**Directives:**
(1) Name every strike or kick mentioned in the opening post of the Delayed Sword thread.
(2) Write out the part of the Delayed Sword thread between "1) could the" and "to the neck?", inclusive.

═════ Excerpted text ═════

# Delayed Sword - questions/ideas



## Yondanchris (Mar 28, 2011)

ok folks here is my initial entry into the discussion of EPAK!

I have been talking with a few folks here on mt about some techniques and 
I had forgotten to bring up a discussion about delayed sword....so here I go, 
below is a video of Casa De Kenpo doing the technique. A few questions pop 
into my head: 

1) could the hand sword be executed at the same time as the front kick? 

2) After the block, why doesn't the right hand continue its ark either to the
groin/bladder with a hammer fist or coming full circle with a claw to the face 
then loading up for the hand sword to the neck? 
(especially if taken from the outside of a left grab versus right?)

3) Why am I not seeing a right hand "insurance check" out for the 1-2 punch
 combination immediately after the hammer fist to the radial nerves or bicep?

4) what about stepping down from the kick against the opponents closest
 leg to provide an opportunity to lock and move the body structure? 

just some beginner observations! Enjoy?

[yt]8VlfNS7AHMY[/yt]


----------



## MJS (Mar 28, 2011)

Sandanchris said:


> ok folks here is my initial entry into the discussion of EPAK!
> 
> I have been talking with a few folks here on mt about some techniques and
> I had forgotten to bring up a discussion about delayed sword....so here I go,
> ...


 
Hi Chris,

I'll toss in my thoughts on this. 

1) I'm going to say no, due to the fact that our legs are longer than our arms, thus even if we did throw out the handsword, its probably not going to reach or be very effective.

2) It could, but looking at your 3rd question, if you do what you suggested, it cancels out the ability to block a potential left punch.  IMO, I dont really think that its workable.  When I do this tech, my intent is to a) take the person off balance with a combination of stepping and hitting the arm and b) hopefully the hit to the arm will cause some damage.  No, its not going to break the arm, but I'm thinking more along the lines of FMA, ala limb destruction.   Now, the hammerfist would probably be more workable if you were flowing from one strike to another, ie: a hammerfist to the face, following thru to the groin, bladder, etc.  The idea here, IMO is to get some marriage of gravity.  After that kick, we're landing forward, right into the handsword shot.

═════ Material shown ═════

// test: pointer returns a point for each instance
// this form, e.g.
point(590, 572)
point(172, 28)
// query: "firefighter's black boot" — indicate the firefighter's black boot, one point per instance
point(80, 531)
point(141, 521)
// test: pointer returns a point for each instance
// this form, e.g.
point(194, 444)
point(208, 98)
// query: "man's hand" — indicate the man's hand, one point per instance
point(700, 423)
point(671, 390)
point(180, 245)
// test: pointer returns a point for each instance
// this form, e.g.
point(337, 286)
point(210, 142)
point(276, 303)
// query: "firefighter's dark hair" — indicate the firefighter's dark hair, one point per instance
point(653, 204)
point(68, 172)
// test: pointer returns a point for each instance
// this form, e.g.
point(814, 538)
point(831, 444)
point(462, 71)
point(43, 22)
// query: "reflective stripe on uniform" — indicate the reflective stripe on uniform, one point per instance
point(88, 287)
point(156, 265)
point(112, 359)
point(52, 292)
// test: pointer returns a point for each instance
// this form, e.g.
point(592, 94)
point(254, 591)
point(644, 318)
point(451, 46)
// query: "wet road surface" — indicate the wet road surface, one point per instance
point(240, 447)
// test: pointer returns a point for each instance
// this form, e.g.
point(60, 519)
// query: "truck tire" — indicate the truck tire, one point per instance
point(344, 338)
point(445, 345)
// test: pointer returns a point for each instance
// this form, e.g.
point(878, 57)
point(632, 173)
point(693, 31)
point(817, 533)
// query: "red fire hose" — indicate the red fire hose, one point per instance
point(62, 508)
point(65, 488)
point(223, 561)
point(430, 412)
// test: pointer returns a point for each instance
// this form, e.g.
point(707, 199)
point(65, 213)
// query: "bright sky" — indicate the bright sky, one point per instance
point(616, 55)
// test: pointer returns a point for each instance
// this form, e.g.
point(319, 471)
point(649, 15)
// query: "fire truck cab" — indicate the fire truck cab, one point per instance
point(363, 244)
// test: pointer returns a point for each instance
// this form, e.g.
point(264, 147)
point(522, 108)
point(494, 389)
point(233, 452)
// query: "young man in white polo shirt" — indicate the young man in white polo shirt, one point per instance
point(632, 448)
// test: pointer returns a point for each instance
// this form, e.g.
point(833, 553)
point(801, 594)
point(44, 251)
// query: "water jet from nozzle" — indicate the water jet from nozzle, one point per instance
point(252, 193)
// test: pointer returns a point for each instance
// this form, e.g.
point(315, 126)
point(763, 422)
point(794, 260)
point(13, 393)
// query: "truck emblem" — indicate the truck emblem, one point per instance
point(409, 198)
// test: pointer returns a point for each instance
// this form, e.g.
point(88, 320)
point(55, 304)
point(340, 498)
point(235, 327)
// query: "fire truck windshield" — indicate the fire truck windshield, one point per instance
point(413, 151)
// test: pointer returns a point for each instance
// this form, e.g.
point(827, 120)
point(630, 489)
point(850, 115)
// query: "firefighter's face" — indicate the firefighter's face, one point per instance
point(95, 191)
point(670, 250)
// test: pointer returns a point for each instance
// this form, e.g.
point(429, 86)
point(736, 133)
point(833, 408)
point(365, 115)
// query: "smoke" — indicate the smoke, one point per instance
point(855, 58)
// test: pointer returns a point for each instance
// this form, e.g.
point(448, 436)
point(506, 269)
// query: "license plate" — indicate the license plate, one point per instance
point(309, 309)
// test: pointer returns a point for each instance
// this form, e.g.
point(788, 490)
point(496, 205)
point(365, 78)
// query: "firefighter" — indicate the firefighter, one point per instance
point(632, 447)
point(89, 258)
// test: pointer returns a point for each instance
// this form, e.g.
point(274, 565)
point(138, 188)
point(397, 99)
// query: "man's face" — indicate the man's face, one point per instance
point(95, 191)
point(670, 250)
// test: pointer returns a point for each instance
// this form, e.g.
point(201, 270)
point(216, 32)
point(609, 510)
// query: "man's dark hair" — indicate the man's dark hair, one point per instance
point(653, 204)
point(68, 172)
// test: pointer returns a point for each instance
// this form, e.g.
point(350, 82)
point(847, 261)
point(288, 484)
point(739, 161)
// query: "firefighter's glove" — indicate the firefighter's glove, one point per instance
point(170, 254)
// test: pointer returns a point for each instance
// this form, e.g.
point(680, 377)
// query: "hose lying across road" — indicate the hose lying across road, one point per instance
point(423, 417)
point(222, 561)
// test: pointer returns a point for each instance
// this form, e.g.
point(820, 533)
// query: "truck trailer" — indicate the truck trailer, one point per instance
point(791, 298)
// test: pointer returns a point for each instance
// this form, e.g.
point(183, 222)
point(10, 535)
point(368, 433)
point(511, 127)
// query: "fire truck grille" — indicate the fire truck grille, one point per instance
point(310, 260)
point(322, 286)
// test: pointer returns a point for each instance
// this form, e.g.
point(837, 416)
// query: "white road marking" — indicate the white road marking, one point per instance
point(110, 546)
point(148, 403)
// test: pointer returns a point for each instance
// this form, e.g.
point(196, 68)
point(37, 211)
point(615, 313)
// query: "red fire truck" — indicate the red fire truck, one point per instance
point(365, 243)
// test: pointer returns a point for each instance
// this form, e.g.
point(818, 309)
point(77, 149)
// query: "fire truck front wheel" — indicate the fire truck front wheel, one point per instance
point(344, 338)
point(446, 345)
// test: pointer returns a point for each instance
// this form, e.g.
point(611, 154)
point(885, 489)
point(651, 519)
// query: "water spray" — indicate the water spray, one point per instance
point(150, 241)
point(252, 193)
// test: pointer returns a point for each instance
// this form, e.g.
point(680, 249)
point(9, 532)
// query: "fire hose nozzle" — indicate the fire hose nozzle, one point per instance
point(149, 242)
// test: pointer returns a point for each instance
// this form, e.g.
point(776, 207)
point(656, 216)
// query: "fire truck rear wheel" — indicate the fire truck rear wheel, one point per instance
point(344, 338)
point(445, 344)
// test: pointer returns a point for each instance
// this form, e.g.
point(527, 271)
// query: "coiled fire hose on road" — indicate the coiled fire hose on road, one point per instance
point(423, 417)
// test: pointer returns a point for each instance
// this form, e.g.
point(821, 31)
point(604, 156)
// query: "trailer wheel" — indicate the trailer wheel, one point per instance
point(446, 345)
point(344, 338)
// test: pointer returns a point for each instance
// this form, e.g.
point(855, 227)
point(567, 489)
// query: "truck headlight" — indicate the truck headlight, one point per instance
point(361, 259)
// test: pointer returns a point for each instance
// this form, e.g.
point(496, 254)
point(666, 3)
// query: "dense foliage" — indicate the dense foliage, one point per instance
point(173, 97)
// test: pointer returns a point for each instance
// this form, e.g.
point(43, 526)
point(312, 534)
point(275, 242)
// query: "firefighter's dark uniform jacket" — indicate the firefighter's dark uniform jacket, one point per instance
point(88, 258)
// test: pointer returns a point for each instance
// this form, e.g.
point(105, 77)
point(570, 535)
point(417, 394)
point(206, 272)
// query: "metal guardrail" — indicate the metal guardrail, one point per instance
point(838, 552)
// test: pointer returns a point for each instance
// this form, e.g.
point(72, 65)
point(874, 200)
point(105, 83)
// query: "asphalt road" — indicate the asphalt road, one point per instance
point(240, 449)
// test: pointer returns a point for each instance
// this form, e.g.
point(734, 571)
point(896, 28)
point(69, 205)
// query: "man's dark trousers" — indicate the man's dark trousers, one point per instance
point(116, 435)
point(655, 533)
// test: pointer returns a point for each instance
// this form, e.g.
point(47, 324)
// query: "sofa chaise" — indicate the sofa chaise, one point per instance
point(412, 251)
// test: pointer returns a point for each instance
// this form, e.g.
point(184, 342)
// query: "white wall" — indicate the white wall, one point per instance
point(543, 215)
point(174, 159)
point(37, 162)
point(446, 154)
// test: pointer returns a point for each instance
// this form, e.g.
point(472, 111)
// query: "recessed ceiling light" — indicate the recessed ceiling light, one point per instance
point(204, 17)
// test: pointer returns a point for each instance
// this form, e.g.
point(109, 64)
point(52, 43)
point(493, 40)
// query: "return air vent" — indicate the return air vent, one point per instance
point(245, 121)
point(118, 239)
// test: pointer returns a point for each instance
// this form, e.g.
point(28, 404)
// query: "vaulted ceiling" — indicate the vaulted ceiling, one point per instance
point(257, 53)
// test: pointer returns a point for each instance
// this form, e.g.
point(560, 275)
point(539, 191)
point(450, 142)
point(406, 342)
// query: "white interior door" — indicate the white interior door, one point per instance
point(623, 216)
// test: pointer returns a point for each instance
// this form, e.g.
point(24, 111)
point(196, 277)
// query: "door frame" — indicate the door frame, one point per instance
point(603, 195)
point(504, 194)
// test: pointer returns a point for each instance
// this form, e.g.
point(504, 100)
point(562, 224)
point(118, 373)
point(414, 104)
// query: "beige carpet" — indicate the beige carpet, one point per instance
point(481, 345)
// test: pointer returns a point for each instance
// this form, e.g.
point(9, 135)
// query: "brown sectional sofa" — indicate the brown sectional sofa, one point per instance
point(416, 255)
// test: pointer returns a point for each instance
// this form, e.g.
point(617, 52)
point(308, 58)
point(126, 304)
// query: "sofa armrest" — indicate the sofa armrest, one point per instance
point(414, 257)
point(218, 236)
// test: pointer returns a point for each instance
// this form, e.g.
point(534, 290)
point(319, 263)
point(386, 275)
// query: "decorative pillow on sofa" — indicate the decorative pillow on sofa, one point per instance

═════

**Replies:**
(1)
- Hand sword
- Front kick
- Hammer fist
- Claw
- 1-2 punch combination

(2)
1) could the hand sword be executed at the same time as the front kick? 

2) After the block, why doesn't the right hand continue its ark either to the
groin/bladder with a hammer fist or coming full circle with a claw to the face 
then loading up for the hand sword to the neck?